CONSIGNES:
a - Citez fidèlement le passage du texte sur le livre et l'écran qui s'ouvre sur les mots contenant « Vous avez faite » et se clôt sur « sommes si purs ! ».
b - Rédigez la suite du texte sur le livre et l'écran, en reprenant après sa dernière phrase.

╭─ TEXTE EXTRAIT

Vous avez faite une longue énumération d’avances scientifiques et techniques qui contre quelques voix de son époque n’ont fait disparaître sinon réinventer les moyens antérieurs. Vous ajoutez très savamment que la survivance de la peinture, la marche à pied le vélo etc. ne constitue en soi même une épreuve de la survivance du livre.
Certes mais il faudra y croire.
Je ne possède aucune date pour contredire les statistiques de perte de marché du livre traditionnel contre les « livres gadget », alors je les admets.
Mais même pour un vrai lecteur comme je déduis que vous en êtes, comme pour un lecteur amateur que se suis, que je préconise partout que je ne lis que sur support papier, je me rends compte, il faut se rendre compte que l’écran gagne en heures lectrices par jour à notre ami le livre. Nous qui sommes si purs !
Voyons, vous êtes un écrivain, je déduis que vous écrivez à l’aide de votre computeur, que vous lisez chaque page sur l’écran, que vous y faites les corrections, ensuite que votre livre sortie de l’imprimerie, moi comme lecteur, je le lirais une fois sur support papier mais vous l’aurez lu plusieurs fois sur l’écran. En plus vous menez un blog comme je mène deus cahiers, l’un professionnel et l’autre d’opinion. On a aussi des inquiétudes, on voit ce qu’ils disent et écrivent les autres, sur l’écran. À la fin du jour ou mieux de la semaine, qui gagne l’écran ou le papier ?
Pour moi les journaux par malheur presque n’existent plus, sauf au moment de prendre un morceau dans un bistrot. Ici en Espagne on a l’habitude de partager les journaux que le patron du café a achetés pour sa clientèle.
Avant que la photographie digitale ait fait son irruption, il y avait un moment d’une grande éclosion de la diapositive. Les projeteurs pour amateurs étaient bon marché et presque tous les amis sont devenus très fiers de cette méthode. Moi je n’ai donné pas ce pas, je suis resté fidèle avec ce contact intime de la photographie. Cette tangibilité pour moi c’est pareille avec le livre.

╰─
╭─ DONNÉES FOURNIES

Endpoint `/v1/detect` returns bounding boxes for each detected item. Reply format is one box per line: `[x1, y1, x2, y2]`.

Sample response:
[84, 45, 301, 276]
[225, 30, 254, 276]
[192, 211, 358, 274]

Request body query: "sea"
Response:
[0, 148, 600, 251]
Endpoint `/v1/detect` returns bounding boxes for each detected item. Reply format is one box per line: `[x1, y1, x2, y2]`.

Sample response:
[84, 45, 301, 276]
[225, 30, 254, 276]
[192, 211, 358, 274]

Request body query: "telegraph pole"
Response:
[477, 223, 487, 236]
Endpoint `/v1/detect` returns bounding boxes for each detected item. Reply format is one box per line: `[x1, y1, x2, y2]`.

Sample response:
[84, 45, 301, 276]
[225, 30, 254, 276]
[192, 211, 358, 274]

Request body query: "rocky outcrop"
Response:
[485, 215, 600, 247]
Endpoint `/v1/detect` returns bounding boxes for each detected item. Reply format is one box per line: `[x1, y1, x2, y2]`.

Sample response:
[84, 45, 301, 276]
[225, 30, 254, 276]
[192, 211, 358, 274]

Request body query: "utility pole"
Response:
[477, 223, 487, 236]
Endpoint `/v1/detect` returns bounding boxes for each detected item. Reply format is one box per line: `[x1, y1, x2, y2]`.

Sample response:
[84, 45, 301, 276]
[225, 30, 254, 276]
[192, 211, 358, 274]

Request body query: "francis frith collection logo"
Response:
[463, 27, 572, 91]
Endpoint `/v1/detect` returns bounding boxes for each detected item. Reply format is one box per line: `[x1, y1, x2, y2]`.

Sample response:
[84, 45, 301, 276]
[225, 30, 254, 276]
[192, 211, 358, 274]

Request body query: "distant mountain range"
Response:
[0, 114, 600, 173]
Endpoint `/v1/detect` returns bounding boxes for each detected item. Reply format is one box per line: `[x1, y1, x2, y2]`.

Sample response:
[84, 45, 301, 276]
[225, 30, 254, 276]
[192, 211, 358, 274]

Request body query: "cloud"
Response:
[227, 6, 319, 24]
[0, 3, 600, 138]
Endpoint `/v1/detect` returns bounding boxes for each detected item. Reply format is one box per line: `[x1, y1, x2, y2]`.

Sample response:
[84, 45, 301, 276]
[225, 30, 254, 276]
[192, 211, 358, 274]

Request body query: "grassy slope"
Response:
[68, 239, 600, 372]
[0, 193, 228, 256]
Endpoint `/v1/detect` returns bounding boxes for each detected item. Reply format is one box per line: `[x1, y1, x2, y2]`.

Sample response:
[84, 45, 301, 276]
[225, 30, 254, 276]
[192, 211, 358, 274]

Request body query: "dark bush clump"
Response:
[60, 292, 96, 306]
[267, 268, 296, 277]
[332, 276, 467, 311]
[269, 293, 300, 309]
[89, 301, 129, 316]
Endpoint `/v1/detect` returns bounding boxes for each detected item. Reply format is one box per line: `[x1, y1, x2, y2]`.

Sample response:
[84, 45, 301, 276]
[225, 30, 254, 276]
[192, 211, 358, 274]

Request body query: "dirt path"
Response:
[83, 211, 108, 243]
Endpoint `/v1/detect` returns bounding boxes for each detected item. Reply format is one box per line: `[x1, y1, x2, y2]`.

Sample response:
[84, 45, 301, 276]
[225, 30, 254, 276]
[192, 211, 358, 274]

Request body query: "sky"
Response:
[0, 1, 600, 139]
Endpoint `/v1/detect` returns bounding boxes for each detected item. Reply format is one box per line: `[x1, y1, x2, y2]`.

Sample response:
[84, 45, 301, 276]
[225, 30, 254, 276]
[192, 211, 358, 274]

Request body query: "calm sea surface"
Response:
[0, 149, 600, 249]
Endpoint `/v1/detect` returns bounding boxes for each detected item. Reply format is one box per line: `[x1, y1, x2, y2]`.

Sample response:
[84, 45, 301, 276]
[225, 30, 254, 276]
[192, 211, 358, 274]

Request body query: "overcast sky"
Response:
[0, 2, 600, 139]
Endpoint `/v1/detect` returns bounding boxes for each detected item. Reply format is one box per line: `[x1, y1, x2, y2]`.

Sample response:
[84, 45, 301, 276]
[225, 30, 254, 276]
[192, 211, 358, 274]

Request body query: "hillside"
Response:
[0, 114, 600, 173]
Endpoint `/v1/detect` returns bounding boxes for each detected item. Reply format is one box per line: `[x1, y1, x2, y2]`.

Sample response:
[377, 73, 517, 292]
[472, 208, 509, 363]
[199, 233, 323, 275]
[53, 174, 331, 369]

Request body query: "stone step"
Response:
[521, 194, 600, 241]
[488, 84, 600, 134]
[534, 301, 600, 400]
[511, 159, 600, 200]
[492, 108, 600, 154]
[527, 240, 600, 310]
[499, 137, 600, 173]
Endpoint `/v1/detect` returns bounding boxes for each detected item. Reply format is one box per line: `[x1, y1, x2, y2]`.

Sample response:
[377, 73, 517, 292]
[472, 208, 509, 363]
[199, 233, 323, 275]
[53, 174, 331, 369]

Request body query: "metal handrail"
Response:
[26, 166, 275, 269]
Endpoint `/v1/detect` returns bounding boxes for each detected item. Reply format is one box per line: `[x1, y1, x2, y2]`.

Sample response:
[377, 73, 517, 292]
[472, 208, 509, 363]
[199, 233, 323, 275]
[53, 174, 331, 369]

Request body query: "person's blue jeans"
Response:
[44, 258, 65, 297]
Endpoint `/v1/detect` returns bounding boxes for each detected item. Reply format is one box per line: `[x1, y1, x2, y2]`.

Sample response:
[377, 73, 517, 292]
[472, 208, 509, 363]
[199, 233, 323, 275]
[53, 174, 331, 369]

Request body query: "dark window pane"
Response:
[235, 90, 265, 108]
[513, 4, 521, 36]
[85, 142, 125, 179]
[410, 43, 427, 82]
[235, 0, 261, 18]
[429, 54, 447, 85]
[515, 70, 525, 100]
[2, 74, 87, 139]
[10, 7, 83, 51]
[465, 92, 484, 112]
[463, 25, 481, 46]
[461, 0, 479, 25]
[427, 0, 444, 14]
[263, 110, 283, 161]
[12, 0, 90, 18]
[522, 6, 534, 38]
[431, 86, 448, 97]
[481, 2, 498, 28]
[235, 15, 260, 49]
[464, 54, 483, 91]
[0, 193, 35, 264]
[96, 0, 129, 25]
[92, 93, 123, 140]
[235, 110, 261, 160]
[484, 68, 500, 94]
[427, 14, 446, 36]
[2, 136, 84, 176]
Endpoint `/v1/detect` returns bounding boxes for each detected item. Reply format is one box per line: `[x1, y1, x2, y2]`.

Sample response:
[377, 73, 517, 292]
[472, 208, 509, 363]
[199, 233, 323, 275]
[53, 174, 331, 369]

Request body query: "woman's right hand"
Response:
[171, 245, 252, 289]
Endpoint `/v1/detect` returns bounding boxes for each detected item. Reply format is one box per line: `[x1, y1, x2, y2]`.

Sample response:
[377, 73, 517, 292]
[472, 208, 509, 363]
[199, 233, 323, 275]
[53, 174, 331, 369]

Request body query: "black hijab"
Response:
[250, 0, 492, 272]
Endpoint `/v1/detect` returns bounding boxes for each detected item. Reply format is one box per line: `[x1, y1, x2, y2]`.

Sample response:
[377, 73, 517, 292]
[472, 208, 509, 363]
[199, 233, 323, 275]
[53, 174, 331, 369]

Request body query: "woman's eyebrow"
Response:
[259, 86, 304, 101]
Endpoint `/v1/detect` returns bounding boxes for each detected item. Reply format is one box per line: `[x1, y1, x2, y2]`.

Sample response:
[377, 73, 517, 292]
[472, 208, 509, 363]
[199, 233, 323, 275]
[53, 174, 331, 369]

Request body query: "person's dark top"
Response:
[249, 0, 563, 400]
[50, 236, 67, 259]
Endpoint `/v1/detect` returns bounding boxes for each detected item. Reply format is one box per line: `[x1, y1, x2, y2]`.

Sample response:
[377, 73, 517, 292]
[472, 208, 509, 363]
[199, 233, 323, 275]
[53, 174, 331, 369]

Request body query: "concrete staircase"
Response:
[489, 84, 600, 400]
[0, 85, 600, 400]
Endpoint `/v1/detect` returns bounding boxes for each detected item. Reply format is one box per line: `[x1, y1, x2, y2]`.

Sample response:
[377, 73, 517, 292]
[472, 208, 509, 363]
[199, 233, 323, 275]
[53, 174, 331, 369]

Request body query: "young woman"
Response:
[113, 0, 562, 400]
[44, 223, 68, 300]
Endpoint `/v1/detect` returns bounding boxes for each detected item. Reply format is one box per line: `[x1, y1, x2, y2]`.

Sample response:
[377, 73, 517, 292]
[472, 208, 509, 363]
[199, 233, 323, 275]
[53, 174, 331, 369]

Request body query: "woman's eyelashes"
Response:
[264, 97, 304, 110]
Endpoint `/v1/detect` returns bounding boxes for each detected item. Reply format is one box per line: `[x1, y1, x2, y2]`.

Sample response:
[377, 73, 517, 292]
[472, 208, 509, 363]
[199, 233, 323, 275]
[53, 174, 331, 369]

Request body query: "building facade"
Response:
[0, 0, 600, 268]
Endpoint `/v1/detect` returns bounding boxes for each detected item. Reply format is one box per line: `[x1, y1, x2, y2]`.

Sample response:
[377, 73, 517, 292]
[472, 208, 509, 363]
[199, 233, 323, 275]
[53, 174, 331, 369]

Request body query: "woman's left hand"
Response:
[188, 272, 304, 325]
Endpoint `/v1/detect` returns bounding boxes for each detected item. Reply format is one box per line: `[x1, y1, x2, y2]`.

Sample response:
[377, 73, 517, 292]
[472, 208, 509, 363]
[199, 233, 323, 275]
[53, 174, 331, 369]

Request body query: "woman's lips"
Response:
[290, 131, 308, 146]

╰─

LISTE DES RÉPONSES:
a -
Vous avez faite une longue énumération d’avances scientifiques et techniques qui contre quelques voix de son époque n’ont fait disparaître sinon réinventer les moyens antérieurs. Vous ajoutez très savamment que la survivance de la peinture, la marche à pied le vélo etc. ne constitue en soi même une épreuve de la survivance du livre.
Certes mais il faudra y croire.
Je ne possède aucune date pour contredire les statistiques de perte de marché du livre traditionnel contre les « livres gadget », alors je les admets.
Mais même pour un vrai lecteur comme je déduis que vous en êtes, comme pour un lecteur amateur que se suis, que je préconise partout que je ne lis que sur support papier, je me rends compte, il faut se rendre compte que l’écran gagne en heures lectrices par jour à notre ami le livre. Nous qui sommes si purs !

b -
Large vie au livre.
Post-scriptum : Maintenant comme photographe amateur je passe des nuits blanches devant l’écran. Quel malheur.
Manuel de Français, le 13 Mai 2012.
2 De christian grenier -
Cher Manuel ( de Français ),
Un très grand merci pour ce long commentaire fort pertinent, auquel j'ai en réalité peu de précisions à apporter. Car vous avez raison : je passe aujourd'hui davantage de temps devant mon écran ( à écrire, aussi bien de la fiction que de la correspondance ) que devant du papier ou un cahier.
Mais si je n'étais pas écrivain, je pense que ce ne serait pas le cas.
J'ajoute, comme en attestent mes nombreuses critiques de livres livrées sur mon site, que je m'accorde chaque jour trois heures de lecture-papier, aussi bien pour de la fiction que pour la lecture de magazines.
Car l'information brute, immédiate, que propose Internet ,n'a rien à voir avec les magazines d'opinion qui font le point, réfléchissent, et livrent des analyses !
Pour le livre-papier-et-numérique, il en est de même que pour les technologies nouvelles : le "téléphone fixe" est sans doute condamné à disparaître car le téléphone mobile offre ( en apparence ) exactement le même service.
Or, le support papier offre tant de différences et ( parfois ) d'avantages sur le numérique que le "livre-papier" devrait survivre.
Parlons photo, puisque vous aimez la photo.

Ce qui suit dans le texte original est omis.